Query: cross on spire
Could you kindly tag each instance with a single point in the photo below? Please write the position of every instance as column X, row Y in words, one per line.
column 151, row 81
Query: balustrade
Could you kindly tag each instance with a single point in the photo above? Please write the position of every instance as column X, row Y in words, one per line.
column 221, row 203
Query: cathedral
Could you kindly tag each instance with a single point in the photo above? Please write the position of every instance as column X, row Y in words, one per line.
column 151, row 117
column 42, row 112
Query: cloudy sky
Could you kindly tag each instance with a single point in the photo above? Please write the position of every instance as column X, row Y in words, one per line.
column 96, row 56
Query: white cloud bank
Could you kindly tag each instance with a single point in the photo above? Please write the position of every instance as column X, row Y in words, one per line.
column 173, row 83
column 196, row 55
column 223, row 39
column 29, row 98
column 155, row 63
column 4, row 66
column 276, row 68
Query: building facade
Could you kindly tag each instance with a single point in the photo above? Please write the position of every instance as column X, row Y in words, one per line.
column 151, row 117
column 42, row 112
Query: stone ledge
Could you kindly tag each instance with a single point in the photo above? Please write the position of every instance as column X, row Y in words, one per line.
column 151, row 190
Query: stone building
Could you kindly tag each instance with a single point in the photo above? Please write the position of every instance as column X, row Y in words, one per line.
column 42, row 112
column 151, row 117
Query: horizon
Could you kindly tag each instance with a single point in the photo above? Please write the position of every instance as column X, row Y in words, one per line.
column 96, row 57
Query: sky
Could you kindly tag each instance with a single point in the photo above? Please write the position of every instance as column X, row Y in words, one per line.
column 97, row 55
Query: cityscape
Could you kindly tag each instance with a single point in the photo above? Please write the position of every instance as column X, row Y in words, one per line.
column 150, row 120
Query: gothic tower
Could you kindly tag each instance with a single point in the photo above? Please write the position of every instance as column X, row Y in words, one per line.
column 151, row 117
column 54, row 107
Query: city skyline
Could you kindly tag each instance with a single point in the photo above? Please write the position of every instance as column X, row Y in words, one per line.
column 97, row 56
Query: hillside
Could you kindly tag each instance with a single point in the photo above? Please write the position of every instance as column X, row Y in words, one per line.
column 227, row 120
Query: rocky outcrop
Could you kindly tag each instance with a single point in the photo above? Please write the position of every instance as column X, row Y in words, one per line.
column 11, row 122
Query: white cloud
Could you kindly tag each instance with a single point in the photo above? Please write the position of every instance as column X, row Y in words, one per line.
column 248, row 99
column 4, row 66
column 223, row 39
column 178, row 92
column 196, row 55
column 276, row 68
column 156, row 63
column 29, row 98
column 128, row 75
...
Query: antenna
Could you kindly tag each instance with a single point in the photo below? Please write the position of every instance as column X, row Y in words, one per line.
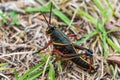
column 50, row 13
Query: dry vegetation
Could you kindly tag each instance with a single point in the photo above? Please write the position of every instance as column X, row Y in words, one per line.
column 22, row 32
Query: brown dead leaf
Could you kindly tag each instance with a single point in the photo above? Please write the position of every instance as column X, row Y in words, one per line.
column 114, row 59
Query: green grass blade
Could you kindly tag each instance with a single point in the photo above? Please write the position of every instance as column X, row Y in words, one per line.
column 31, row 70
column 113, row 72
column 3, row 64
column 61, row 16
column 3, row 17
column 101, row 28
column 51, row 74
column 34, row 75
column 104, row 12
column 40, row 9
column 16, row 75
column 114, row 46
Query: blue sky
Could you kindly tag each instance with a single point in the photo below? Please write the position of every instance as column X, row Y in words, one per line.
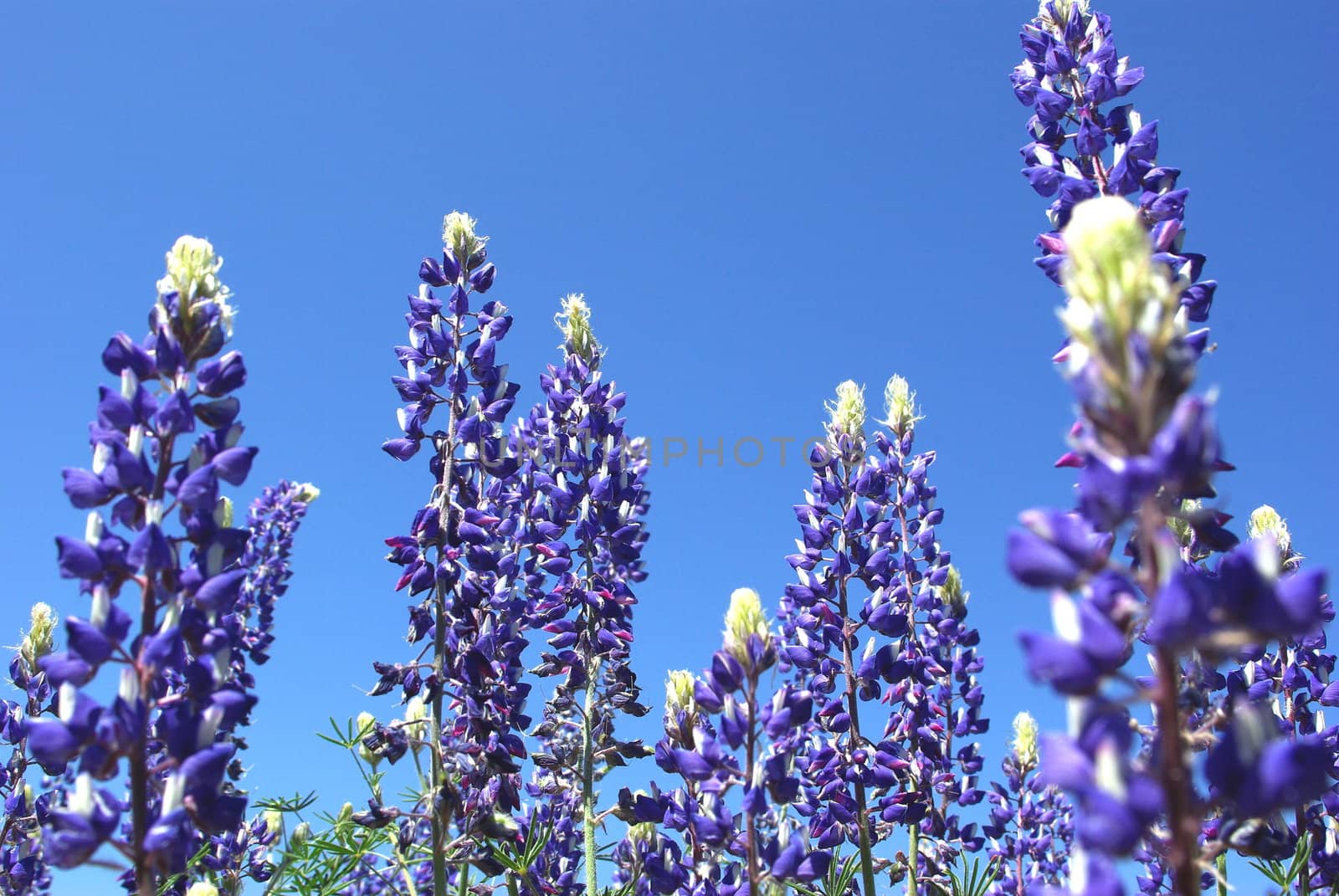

■ Your instructions
Rewrite the stretch of the listing from the line containing "Query: building facade" through the line containing "column 96, row 57", substituting "stone cornice" for "stone ledge" and leaving everything else unchanged.

■ Result for this exercise
Query: building facade
Could you kindly tag each instance with a single point in the photo above? Please write the position of every instance as column X, row Y in words, one per line.
column 151, row 117
column 42, row 112
Query: stone cornice
Could you kindly tag each instance with a single point in the photo above? Please write the position of every instance as column X, row Y in words, one per line.
column 151, row 190
Query: stone building
Could you kindly tag each instance with a single point in the photo above? Please write the position of every instance as column X, row Y in words, one per line.
column 42, row 112
column 151, row 117
Query: horizon
Could you kindly tag each instance with a single point in the photo above? Please write the position of every instance as column X, row Y in words, one per line.
column 96, row 57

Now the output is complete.